• **EXERCISE DETAILS**
Give back only the lines in the records below from the one with "One keypoint belongs on each instance. Annotate the glass" to the one with "One keypoint belongs on each instance. Annotate the marble", both inclusive, word for word.

• **DATA EXTRACTS**
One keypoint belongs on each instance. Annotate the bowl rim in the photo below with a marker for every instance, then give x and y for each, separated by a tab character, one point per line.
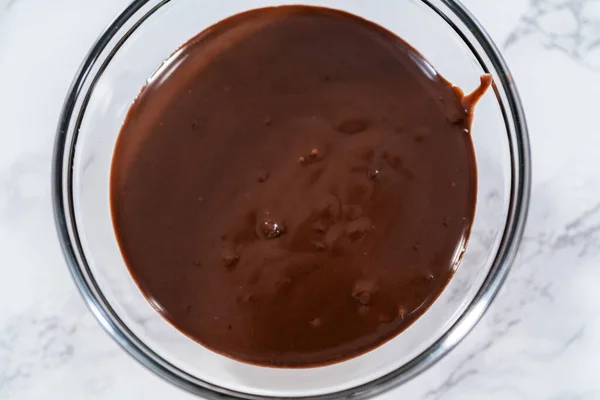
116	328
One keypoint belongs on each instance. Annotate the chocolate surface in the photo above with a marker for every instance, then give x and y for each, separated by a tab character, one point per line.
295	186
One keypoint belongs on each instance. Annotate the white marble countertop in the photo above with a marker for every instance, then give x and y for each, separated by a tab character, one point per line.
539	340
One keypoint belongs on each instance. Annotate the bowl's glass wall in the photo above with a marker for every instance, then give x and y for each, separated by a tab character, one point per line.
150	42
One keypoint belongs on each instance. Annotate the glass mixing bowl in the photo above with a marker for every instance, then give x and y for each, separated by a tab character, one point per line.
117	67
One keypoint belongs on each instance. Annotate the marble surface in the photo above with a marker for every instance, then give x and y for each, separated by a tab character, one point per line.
---
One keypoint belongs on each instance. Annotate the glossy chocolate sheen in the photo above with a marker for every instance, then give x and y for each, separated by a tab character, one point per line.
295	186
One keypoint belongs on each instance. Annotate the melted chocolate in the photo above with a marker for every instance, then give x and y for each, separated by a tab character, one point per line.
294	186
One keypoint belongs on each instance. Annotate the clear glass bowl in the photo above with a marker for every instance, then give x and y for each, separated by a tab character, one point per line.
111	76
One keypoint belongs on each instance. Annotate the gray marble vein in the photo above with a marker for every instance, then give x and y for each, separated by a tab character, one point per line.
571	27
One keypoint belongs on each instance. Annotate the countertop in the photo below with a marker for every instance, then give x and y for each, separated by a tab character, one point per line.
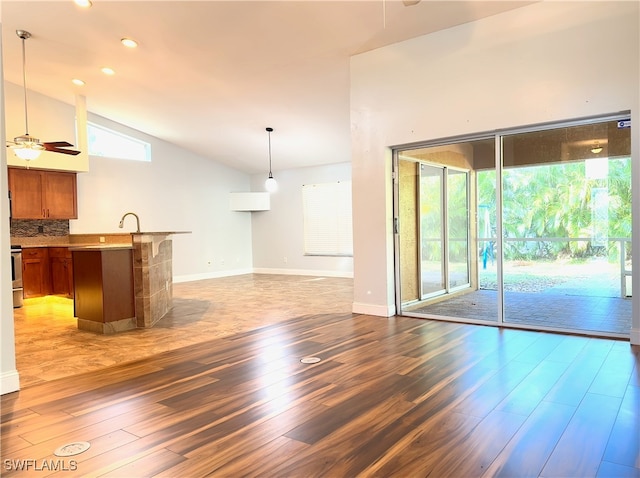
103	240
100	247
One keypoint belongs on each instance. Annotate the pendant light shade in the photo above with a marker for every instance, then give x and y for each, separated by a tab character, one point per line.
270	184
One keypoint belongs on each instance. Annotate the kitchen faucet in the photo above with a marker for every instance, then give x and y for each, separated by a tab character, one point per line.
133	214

• **ANSWER BELOW**
One keypoint belongs on each instance. Annotate the glass mixing bowl in the photo above with a marker for every instance, then give x and y for each, separated by a tab character, one point per line.
117	67
One keypoint belongs on each instance. Annotate the marble surface in the photo above with a marker for every instance, then give x and y for each, separated by a tab character, one point per line.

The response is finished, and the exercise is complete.